Recorded data
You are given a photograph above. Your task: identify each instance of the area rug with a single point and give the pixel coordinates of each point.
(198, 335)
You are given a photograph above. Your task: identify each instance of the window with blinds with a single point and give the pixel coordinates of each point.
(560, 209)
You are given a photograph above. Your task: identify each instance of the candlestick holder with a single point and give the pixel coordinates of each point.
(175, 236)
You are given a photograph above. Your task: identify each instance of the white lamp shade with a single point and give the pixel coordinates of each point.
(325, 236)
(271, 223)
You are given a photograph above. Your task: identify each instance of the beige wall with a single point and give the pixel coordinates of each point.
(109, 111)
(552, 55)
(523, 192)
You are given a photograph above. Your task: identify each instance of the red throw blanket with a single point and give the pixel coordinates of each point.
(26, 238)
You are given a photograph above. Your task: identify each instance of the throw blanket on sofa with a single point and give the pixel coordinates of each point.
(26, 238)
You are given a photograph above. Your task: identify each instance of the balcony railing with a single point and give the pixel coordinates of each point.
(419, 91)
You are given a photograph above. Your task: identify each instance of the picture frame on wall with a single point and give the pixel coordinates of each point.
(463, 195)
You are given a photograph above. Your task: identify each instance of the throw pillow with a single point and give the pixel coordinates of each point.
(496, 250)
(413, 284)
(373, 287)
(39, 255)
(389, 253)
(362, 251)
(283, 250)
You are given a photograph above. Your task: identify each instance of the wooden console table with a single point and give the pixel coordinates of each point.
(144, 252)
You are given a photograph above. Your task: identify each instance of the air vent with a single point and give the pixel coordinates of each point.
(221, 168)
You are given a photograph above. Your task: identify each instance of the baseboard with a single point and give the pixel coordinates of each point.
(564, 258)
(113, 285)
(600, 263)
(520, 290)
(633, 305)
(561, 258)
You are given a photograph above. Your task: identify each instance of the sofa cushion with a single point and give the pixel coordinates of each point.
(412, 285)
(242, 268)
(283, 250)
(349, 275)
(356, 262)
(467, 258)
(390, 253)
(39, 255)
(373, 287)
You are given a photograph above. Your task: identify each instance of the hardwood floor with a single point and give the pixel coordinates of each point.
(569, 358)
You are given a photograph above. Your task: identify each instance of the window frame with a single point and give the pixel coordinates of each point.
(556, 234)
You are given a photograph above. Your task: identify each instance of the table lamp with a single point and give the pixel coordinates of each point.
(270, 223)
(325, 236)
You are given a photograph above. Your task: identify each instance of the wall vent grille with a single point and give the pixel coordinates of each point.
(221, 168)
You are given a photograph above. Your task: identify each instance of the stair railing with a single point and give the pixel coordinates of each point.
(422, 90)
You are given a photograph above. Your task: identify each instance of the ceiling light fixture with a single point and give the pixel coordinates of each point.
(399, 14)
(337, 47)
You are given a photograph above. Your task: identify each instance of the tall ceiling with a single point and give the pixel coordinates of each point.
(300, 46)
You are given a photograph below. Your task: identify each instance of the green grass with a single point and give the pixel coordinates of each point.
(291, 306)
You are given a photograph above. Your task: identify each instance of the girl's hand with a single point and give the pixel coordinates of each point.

Problem requirements
Copy the records above, keeping every word the same.

Reply
You are given a photograph above. Your task: identify each instance of the area rug with a single point and give the pixel coordinates of each point.
(198, 335)
You are given a photograph above. Your task: identify each instance of the window with blinds with a single point and give the pixel coordinates of each point.
(560, 209)
You are given a photograph above. Your task: identify each instance of the candlestick holder with a single point and give the pixel coordinates of each point.
(175, 236)
You are given a photograph above. Your task: identify each instance of the white lamp shade with a single point and give the pixel coordinates of each point.
(325, 236)
(271, 223)
You are given a photograph above. Your task: identify each instance of the beige wall with a single point and give the pixel coordinates of each point.
(109, 111)
(552, 55)
(523, 192)
You are given a photograph above. Your task: identify each instance of the red throw blanket with a single point and give the pixel coordinates of each point.
(26, 238)
You are given a photograph above. Your task: identify each instance of the throw blanket on sofa with a single point and give the pixel coordinates of each point.
(26, 238)
You are given a photograph above. Your task: identify each instance of the balcony railing with a single point and give the pixel coordinates of each point.
(419, 91)
You are given a photograph above. Your task: identify each instance of the picture frame on wall with a single point and give the pixel coordinates of each point.
(463, 195)
You are given a photograph above. Your task: identify each instance of the throw pillow with a single point and give the pixel coordinates of each point.
(496, 250)
(413, 284)
(373, 287)
(39, 255)
(389, 253)
(362, 251)
(283, 250)
You are given a photograph above. Your task: identify each instance of the wooden console table with a single point and give the pixel coordinates of each point.
(144, 252)
You are given a photograph above. Your task: identify each instance of the air vent with a single point and give the pixel coordinates of each point.
(221, 168)
You are given a photograph above. Your task: identify each instance of the baseboard with a single point and give the pixel coordinates of each point.
(564, 258)
(113, 285)
(600, 263)
(520, 290)
(633, 305)
(561, 258)
You are given a photograph above. Your task: identify each instance of the sofa cushion with a single point and give the pixel coordinates of each point.
(412, 285)
(242, 268)
(283, 250)
(349, 275)
(356, 262)
(467, 258)
(390, 253)
(39, 255)
(373, 287)
You are given a photograph above. Your task: identify each instance of the hardwood floor with a single point and give the pixel coordinates of each point.
(569, 358)
You are given a photograph above. Your task: identify each instance of the window frame with a single point and give the pixel coordinates of each point.
(556, 234)
You are given a photograph above. Your task: identify each instance of the table lamp with a single point and give the pixel coordinates of each point.
(270, 223)
(325, 236)
You are given a photograph above. Your task: identify each instance of the wall vent grille with a single point and give the pixel coordinates of each point.
(221, 168)
You are given a photograph above. Your task: identify each instance of the stair railing with a single point and give the pixel coordinates of each point.
(422, 90)
You are given a photograph above. Your task: identify each instance of the ceiling light fixture with a single point and give the pixel coordinates of each point.
(399, 14)
(337, 47)
You are given a photograph above. Your task: identify each instance of the tall ceiling with a single point and give the pixel coordinates of each point.
(300, 46)
You are given a photograph below. Your task: identify each instance of the green grass with a single point and give the pixel coordinates of each point.
(291, 306)
You are given a photograph above. Your task: identify each instance of the girl's hand with a single point and give the pixel coordinates of each point.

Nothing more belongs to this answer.